▸ **練習問題 A**:
料理人とグリーンジョブに関する文章を読み、次の問いに答えよ。
(i) 尾藤環氏の所属先と役職は何か。
(ii) 国連は、温室効果ガスの最大何%がグローバル・フードシステム由来の排出に起因すると位置づけたか。
(iii) 欧州がポスト・コロナの経済戦略に関連して策定した戦略の名称は何か。

▸ **本文抜粋**:
- - - - -

グリーンジョブとしての
料理人の役割の変化と
日本の職業教育の役割

The Changing Roles of Chefs in Green Jobs and the Role of Career Education in Japan

辻調理師専門学校
産学連携教育推進室 室長
尾藤 環氏

国連では温室効果ガスの最大37%が、グローバル・フードシステム由来の排出に起因すると位置づけました。フードシステムの恩恵を享受している全ての人たちが地球の温暖化に関わっており、環境に「無関心」であった消費行動を見直し、十全的な知見をもって日常を改める必要があります。欧州は、ポスト・コロナの経済戦略にグリーン・リカバリーを掲げ「Farm to Fork(農場から⾷卓まで)戦略」を策定しました。日本も農林水産省が環境政策を打ち出しています。

- - - - -

▸ **練習問題 B**: 記録の中で文字列「window」を含む行はいくつあるか、数だけを答えよ。大文字と小文字は区別する。

- - - - -

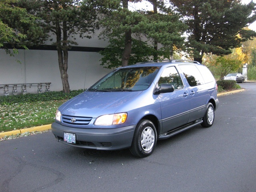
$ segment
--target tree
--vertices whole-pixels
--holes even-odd
[[[174,45],[183,43],[184,40],[181,35],[184,26],[178,16],[169,10],[161,13],[132,12],[128,9],[128,1],[120,1],[120,6],[105,13],[100,22],[104,29],[101,34],[110,43],[101,52],[104,56],[102,64],[110,68],[119,66],[120,63],[124,66],[148,60],[152,56],[155,60],[170,58]],[[160,1],[156,5],[156,1],[154,1],[156,6],[154,10],[161,5]],[[162,48],[158,48],[158,43]]]
[[[200,62],[205,53],[228,54],[256,32],[243,28],[256,20],[256,4],[239,0],[170,0],[188,25],[186,43]],[[239,34],[242,38],[239,38]]]
[[[47,28],[56,37],[53,44],[56,46],[58,62],[62,83],[63,90],[69,92],[67,73],[68,50],[76,44],[74,34],[82,38],[90,38],[94,31],[93,23],[96,13],[94,9],[94,1],[84,0],[21,0],[24,6],[30,8],[34,4],[37,9],[31,9],[34,15],[42,20],[42,27]],[[72,40],[72,39],[73,39]]]
[[[134,30],[138,30],[135,27],[142,19],[142,16],[129,10],[129,1],[122,0],[118,3],[115,0],[103,1],[106,4],[100,10],[104,14],[98,23],[103,29],[100,36],[104,38],[108,38],[110,43],[105,50],[100,52],[104,56],[101,60],[102,65],[106,64],[109,68],[119,66],[120,63],[122,66],[128,65],[132,53],[134,39],[132,34],[136,32]],[[102,3],[100,2],[99,4]],[[110,4],[112,9],[109,8]]]
[[[20,3],[18,0],[0,1],[0,47],[11,56],[18,53],[19,48],[27,49],[27,46],[42,42],[47,37],[38,18],[20,6]]]

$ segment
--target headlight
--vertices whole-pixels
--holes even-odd
[[[120,113],[102,115],[98,117],[95,125],[119,125],[125,122],[127,119],[127,113]]]
[[[56,114],[55,114],[55,119],[56,121],[60,121],[60,119],[61,118],[61,114],[60,112],[58,110],[56,111]]]

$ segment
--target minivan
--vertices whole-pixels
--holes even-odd
[[[158,140],[213,124],[217,85],[208,68],[186,60],[118,68],[61,105],[52,130],[59,142],[87,149],[129,148],[151,154]]]

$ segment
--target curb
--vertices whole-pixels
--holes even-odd
[[[38,126],[37,127],[26,128],[25,129],[18,129],[18,130],[14,130],[13,131],[0,133],[0,138],[7,136],[11,136],[12,135],[15,135],[17,134],[21,134],[26,132],[46,131],[51,129],[51,124],[50,124],[49,125],[42,125],[41,126]]]

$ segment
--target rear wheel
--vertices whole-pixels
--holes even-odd
[[[209,127],[212,125],[214,120],[214,108],[211,103],[207,105],[207,110],[203,118],[203,122],[201,124],[204,127]]]
[[[149,120],[141,120],[135,129],[130,151],[137,157],[148,156],[153,152],[157,140],[157,133],[154,124]]]

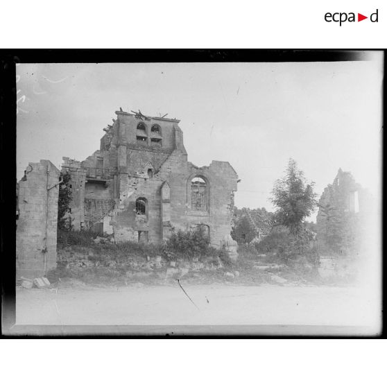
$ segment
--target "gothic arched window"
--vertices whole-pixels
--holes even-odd
[[[191,180],[191,209],[207,211],[208,187],[202,178],[196,176]]]

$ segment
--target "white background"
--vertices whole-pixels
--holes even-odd
[[[6,1],[1,46],[383,49],[384,3]],[[324,21],[376,8],[379,23]],[[3,386],[382,386],[385,350],[368,340],[12,340],[1,342],[0,363]]]
[[[386,1],[181,0],[3,1],[3,47],[386,47]],[[58,4],[58,5],[57,5]],[[369,16],[378,23],[327,23],[326,12]]]

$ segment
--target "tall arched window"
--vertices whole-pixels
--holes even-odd
[[[147,200],[145,198],[138,198],[136,200],[136,215],[146,215]]]
[[[191,209],[207,211],[208,187],[205,181],[198,176],[191,180]]]
[[[146,126],[145,126],[145,123],[144,122],[139,122],[137,125],[137,130],[144,130],[144,132],[146,131]]]

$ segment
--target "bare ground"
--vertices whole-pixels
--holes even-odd
[[[17,325],[336,325],[377,332],[377,304],[364,289],[232,284],[17,289]],[[373,330],[372,330],[373,329]],[[369,330],[369,329],[368,329]],[[215,328],[215,331],[216,328]]]

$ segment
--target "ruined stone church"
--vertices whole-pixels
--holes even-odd
[[[116,242],[159,243],[173,230],[203,225],[214,247],[230,236],[238,175],[227,162],[187,161],[180,120],[120,109],[99,150],[85,161],[63,157],[71,175],[75,230]]]

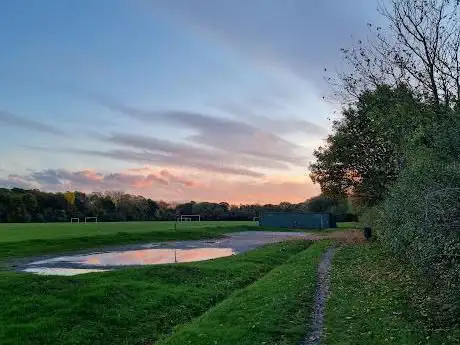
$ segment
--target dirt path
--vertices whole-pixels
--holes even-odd
[[[318,283],[316,286],[315,304],[310,320],[310,334],[302,345],[319,345],[324,327],[324,313],[330,287],[330,269],[335,248],[329,248],[318,265]]]

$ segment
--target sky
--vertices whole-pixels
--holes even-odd
[[[0,2],[0,187],[302,202],[373,0]]]

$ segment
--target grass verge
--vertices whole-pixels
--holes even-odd
[[[0,291],[7,292],[0,299],[0,344],[153,344],[309,245],[289,241],[207,262],[75,277],[0,272]]]
[[[298,345],[307,332],[317,264],[328,246],[311,245],[158,345]]]
[[[460,344],[460,329],[428,329],[423,311],[411,303],[416,275],[376,245],[340,248],[331,279],[328,345]]]

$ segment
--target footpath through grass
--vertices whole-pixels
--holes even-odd
[[[239,293],[233,297],[235,302],[224,304],[232,309],[237,303],[235,317],[251,312],[247,317],[259,320],[260,328],[256,329],[260,331],[269,327],[260,323],[261,316],[277,314],[271,320],[278,323],[271,329],[278,332],[277,327],[281,330],[289,325],[285,317],[303,315],[296,313],[311,298],[308,284],[313,283],[308,282],[314,269],[309,268],[313,267],[309,261],[310,256],[316,260],[319,251],[315,247],[316,254],[306,254],[309,251],[303,251],[309,245],[306,241],[290,241],[207,262],[75,277],[0,272],[0,291],[5,292],[0,299],[0,344],[153,344],[176,325],[198,317],[233,291],[302,252],[288,265],[269,273],[268,281],[250,287],[246,300],[246,293]],[[305,265],[308,273],[303,273]],[[305,288],[307,291],[303,291]],[[241,309],[245,303],[249,303],[249,310]],[[257,309],[259,303],[261,308]],[[280,308],[286,310],[281,312]],[[222,307],[218,310],[227,312]]]
[[[158,345],[298,345],[308,331],[317,265],[329,246],[311,245]]]
[[[326,344],[460,344],[460,327],[429,330],[416,275],[376,245],[340,248],[331,279]]]

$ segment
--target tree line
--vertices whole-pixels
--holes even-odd
[[[317,196],[298,204],[230,205],[227,202],[167,203],[118,191],[48,193],[32,189],[0,188],[0,222],[68,222],[98,217],[99,221],[175,220],[198,214],[202,220],[253,220],[263,211],[329,212],[338,220],[353,220],[346,199]]]
[[[348,197],[378,243],[431,284],[434,322],[460,319],[460,8],[390,0],[387,27],[342,49],[331,77],[344,106],[311,178]],[[439,325],[439,324],[438,324]]]

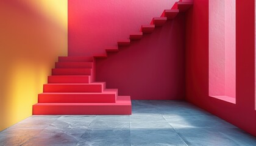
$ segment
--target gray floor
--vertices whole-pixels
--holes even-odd
[[[256,137],[190,103],[132,101],[132,116],[32,116],[0,145],[256,145]]]

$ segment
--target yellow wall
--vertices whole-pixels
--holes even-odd
[[[0,1],[0,131],[31,116],[59,55],[67,55],[68,0]]]

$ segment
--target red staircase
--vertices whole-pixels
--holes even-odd
[[[130,96],[119,96],[118,89],[106,89],[105,83],[94,82],[94,60],[107,58],[108,52],[118,52],[119,47],[130,45],[130,41],[152,33],[168,19],[174,19],[193,5],[192,1],[180,0],[171,10],[165,10],[161,17],[154,18],[149,25],[141,26],[140,32],[120,40],[118,47],[105,49],[106,54],[93,57],[59,57],[38,94],[38,103],[33,105],[33,114],[131,114]]]

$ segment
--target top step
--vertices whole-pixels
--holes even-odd
[[[59,62],[93,62],[92,57],[59,57]]]
[[[184,12],[193,5],[193,2],[178,2],[177,5],[180,12]]]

- - - - -

▸ **模範解答 A**:
(i) 辻調理師専門学校 産学連携教育推進室 室長
(ii) 37%
(iii) 「Farm to Fork(農場から⾷卓まで)戦略」

▸ **模範解答 B**: 2